EXERCISE MATERIALS:
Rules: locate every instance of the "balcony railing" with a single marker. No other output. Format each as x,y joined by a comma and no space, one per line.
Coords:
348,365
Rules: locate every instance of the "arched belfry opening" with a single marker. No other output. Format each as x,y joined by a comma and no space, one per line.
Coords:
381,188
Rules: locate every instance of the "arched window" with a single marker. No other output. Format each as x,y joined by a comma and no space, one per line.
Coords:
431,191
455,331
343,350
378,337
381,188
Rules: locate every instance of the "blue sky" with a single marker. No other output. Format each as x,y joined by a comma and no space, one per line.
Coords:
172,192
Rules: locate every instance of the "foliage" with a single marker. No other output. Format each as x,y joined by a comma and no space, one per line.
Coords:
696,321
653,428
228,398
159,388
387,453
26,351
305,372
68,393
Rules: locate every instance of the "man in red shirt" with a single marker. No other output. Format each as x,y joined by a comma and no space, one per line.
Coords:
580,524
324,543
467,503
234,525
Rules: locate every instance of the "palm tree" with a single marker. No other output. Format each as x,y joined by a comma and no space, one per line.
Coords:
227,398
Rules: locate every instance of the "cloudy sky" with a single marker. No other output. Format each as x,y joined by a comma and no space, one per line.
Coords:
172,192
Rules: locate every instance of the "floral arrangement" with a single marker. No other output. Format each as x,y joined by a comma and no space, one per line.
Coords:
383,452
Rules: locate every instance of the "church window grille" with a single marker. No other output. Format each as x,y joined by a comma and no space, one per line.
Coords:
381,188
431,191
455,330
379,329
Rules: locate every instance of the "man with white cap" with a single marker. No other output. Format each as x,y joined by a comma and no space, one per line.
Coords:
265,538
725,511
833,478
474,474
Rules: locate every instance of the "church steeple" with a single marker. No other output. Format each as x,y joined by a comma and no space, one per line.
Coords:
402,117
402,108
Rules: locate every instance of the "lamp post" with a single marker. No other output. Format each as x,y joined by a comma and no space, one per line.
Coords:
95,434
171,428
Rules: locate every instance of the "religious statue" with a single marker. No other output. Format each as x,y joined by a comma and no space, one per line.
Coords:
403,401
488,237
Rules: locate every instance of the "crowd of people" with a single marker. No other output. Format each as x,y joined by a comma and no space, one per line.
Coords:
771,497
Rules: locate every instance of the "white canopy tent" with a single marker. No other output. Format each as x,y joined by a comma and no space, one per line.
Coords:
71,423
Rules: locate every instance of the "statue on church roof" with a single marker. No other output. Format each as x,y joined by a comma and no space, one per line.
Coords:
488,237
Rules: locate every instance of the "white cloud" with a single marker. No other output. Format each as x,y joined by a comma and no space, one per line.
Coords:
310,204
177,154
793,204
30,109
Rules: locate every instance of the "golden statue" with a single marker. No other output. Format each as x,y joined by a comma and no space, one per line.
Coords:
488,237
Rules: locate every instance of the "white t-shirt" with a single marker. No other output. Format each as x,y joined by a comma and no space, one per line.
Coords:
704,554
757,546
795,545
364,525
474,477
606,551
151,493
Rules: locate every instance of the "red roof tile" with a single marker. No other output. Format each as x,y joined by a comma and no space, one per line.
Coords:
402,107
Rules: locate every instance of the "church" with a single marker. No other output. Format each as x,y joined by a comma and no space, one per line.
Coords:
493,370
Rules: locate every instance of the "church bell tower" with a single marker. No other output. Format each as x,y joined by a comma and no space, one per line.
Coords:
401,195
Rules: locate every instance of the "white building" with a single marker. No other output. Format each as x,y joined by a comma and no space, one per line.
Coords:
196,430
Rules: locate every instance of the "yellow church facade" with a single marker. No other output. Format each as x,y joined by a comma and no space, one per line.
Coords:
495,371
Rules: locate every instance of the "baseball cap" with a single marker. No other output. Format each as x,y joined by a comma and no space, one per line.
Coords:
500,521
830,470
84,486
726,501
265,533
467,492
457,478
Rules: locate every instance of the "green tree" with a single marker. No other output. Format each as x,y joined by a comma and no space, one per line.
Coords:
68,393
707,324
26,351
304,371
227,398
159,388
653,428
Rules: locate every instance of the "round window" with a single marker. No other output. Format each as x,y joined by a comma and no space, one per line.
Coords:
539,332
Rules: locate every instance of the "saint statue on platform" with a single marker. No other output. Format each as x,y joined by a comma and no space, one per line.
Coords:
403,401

TASK OBJECTIVE: Go over the listing above and return each line with "arched".

SOLUTION TO THIS TASK:
Rules: locate every instance of the "arched belfry opening" with a single marker. No other output. Format each as x,y joined by a comma and no space, one per line.
Rules: locate every instance of the "arched window" with a single marker. No other output. Format each as x,y joined by a comma and no space, one per line.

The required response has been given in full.